+++ DATA UNDER STUDY +++

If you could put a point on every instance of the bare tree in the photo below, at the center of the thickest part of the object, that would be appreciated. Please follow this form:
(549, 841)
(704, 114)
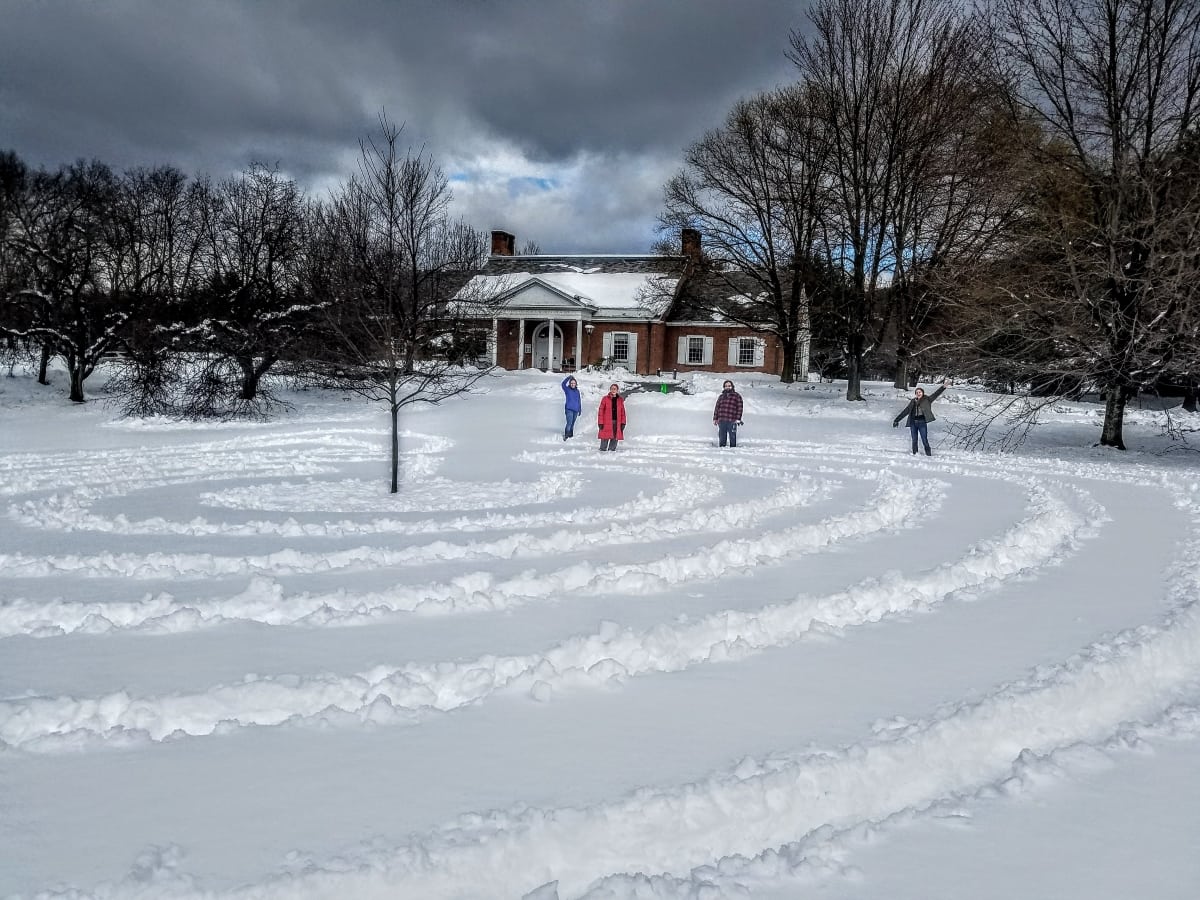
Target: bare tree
(397, 274)
(252, 310)
(63, 243)
(753, 189)
(885, 73)
(1115, 87)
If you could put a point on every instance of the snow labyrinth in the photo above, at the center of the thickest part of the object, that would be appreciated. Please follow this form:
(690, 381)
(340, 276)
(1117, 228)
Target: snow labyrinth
(695, 562)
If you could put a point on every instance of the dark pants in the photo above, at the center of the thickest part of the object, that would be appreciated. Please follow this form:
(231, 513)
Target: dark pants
(919, 427)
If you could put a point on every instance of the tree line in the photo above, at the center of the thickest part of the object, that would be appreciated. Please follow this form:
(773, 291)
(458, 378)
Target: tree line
(1009, 191)
(195, 291)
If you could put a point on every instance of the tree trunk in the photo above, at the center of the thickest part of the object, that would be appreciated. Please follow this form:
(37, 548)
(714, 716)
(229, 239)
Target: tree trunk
(395, 449)
(855, 369)
(1114, 419)
(789, 375)
(901, 379)
(77, 378)
(43, 369)
(250, 377)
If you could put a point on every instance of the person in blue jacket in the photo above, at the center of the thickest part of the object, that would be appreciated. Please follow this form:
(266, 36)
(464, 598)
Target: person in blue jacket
(574, 406)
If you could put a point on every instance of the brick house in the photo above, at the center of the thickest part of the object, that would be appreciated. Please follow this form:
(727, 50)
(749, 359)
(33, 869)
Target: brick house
(647, 313)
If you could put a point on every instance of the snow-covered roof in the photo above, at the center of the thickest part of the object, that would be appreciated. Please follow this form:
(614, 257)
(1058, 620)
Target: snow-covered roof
(601, 286)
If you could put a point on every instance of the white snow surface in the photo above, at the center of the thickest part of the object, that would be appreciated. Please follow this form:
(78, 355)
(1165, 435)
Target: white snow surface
(232, 665)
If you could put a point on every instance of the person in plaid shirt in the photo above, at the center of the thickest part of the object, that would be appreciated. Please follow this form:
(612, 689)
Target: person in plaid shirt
(727, 414)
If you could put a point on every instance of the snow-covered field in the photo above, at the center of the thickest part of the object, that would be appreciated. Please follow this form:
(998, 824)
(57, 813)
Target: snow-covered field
(233, 665)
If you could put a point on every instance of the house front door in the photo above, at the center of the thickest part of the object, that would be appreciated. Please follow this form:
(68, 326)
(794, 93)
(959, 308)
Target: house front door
(544, 354)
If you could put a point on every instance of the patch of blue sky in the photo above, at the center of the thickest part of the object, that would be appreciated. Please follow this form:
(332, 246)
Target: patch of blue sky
(529, 184)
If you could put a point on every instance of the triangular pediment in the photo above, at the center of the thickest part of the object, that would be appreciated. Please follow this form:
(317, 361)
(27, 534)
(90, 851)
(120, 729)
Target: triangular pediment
(535, 294)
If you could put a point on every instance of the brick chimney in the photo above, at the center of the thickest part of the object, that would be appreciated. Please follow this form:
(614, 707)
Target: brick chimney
(503, 244)
(690, 240)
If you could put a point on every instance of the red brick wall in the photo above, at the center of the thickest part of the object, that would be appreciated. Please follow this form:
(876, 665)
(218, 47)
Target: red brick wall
(773, 357)
(658, 346)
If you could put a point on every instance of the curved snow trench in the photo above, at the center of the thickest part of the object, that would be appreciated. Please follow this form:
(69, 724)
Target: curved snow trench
(717, 516)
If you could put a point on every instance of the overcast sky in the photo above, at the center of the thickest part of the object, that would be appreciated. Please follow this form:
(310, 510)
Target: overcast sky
(558, 120)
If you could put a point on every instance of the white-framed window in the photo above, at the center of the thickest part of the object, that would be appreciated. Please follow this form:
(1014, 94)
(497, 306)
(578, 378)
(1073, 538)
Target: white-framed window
(621, 347)
(748, 352)
(695, 351)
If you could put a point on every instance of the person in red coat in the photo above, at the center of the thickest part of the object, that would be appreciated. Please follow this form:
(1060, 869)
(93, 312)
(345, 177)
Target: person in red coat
(611, 419)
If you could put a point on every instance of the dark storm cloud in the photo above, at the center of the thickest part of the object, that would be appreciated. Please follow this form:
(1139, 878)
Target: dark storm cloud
(559, 118)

+++

_WHAT THE TASK REQUIRES_
Return every entry word for word, minus the pictures.

_TASK RESPONSE_
If you could put a point on every instance of the bare tree in the photo below, at the center of the thickest part of the object, that would be appreciated. Please follow this form:
(549, 841)
(704, 114)
Target: bare tree
(397, 274)
(252, 310)
(63, 243)
(753, 189)
(885, 73)
(1115, 87)
If you could put a point on every instance of the snow labyrinth in the photo above, at the center of the thickest part of the object, that would be appreciated. Please follow this form:
(690, 381)
(340, 276)
(1117, 228)
Target: snow labyrinth
(695, 562)
If you could put a point on every instance of the dark pants in the photo above, at the center of the thickest part of the object, that would be appreciated. Please follow this form:
(231, 513)
Target: dark pants
(919, 427)
If you could put a point on every instance of the tree line in the photo above, at the center of the thickest part of the object, that would be appreciated. Please follow this form:
(773, 291)
(458, 378)
Target: tree line
(1009, 191)
(195, 291)
If you could put a point on every instance of the tree trunk in the photo above, at the center of the thickest part of the object, that would be appreciated. Please follow this form:
(37, 548)
(714, 716)
(229, 239)
Target: tree trunk
(395, 449)
(855, 369)
(1114, 419)
(789, 375)
(901, 379)
(77, 378)
(43, 369)
(250, 377)
If you could put a point on every instance of the person in blue jacket in the photo above, at the center of the thickest part of the object, that would be appreciated. Please follow this form:
(266, 36)
(464, 598)
Target: person in blue jacket
(574, 406)
If you could put a point on every instance of the brick house in the photo above, at the center of the thickest part of the object, that would be appreciated. Please follow this form:
(727, 50)
(749, 359)
(33, 869)
Target: brick house
(647, 313)
If you could put a point on every instance of the snow-covered roof in the photo above, at the center of the thickest part of the object, that would be appreciated. Please follow this form:
(614, 257)
(1058, 620)
Target: snow-covered roof
(601, 286)
If you could put a point on every instance of the white snow surface in the photo above, at the center of the thickest part of the object, that would be appreciated. Please follow this form:
(78, 355)
(1165, 435)
Target: white snow surface
(232, 665)
If you could put a point on every instance of the person in plaid shirt in the photo above, at the center of the thickest part of the object, that would be appreciated. Please follow this form:
(612, 689)
Target: person in plaid shirt
(727, 414)
If you could put a point on every instance of the snow-covered field in the photo above, at the center of the thickest part of the object, that would be appreciated. Please follow this form:
(998, 824)
(57, 813)
Target: snow-covered field
(233, 665)
If you could put a point on every instance of the house front door in the photo above, at the center of the thickest part of the object, that would be appreciated. Please follow this form:
(68, 326)
(794, 93)
(959, 308)
Target: house front door
(544, 354)
If you could put a point on every instance of the patch of blue sky in the photo above, at the center of the thickest part of the object, that would be appreciated. Please follow this form:
(332, 246)
Target: patch of blue sky
(529, 184)
If you could put a point on every instance of the triangular pediment in the photo above, at the center of the thickest part of the object, that would be appreciated. Please follow this form:
(317, 361)
(27, 534)
(90, 851)
(120, 729)
Target: triangular pediment
(535, 294)
If you could put a point on every instance of the brick chimney in the photo above, at the center of the thickest part of the object, that would be appreciated. Please follow this form:
(614, 707)
Target: brick chimney
(503, 244)
(690, 240)
If you could put a point on every instance of the red brick wall in the photo above, at the center of the thickest part of the object, that would be appreciated. Please follow this form:
(876, 665)
(218, 47)
Target: red brick wall
(773, 357)
(658, 346)
If you could put a point on every instance of the curved snow trench in the photo above, at the center of the thickest part of the object, that would be appreciated. Please follow this form:
(69, 724)
Target: curved snow trench
(717, 516)
If you could put a point on every instance of the overcast sky in the photo above, at the center of the thickest part of the object, that would be appreciated. Please follow this form:
(310, 510)
Target: overcast sky
(558, 120)
If you could put a point on every instance of the white-framed window in the photo above, at the center of the thickest part of the object, that would be appreciated. Please follow this form:
(1014, 94)
(497, 306)
(578, 378)
(1073, 538)
Target: white-framed window
(621, 347)
(748, 352)
(695, 351)
If you could put a point on every instance of the person in red coat in the photo above, at the center of the thickest part of the object, that would be appreciated. Please follow this form:
(1060, 869)
(93, 312)
(345, 177)
Target: person in red coat
(611, 419)
If you could put a point on every instance of the dark storm cloud in the photo above, at the center of the thickest part of the object, that would be appreciated. Please follow this form:
(1139, 878)
Target: dark storm cloud
(559, 118)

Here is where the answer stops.